START DATASET ROWS

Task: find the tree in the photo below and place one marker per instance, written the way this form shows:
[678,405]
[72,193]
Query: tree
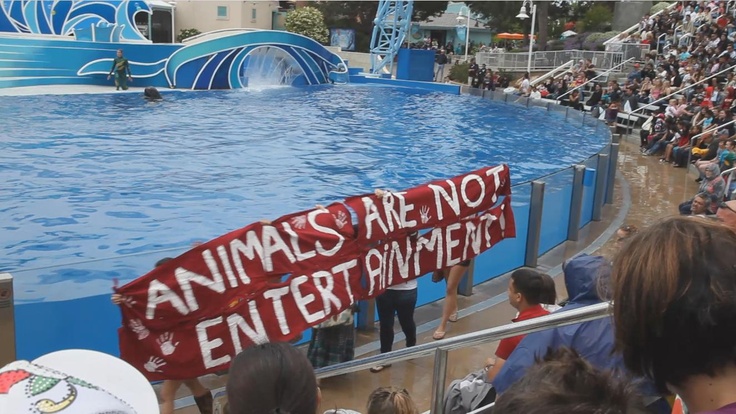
[359,16]
[307,21]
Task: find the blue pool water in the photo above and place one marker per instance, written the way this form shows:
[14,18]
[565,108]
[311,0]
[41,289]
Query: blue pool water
[99,187]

END DATASET ROWS

### TO DO
Copy out each record shown above without alteration, skipping any picture.

### SOLUTION FOR THIS TASK
Task: find the tree in the photo below and place one marker per instance, written the way this form shows:
[678,405]
[72,193]
Query: tree
[359,16]
[307,21]
Task: find the blue pool water in the photo above and place one marker per instance, written the way this form shows:
[14,18]
[565,108]
[311,0]
[41,289]
Query: blue pool water
[99,187]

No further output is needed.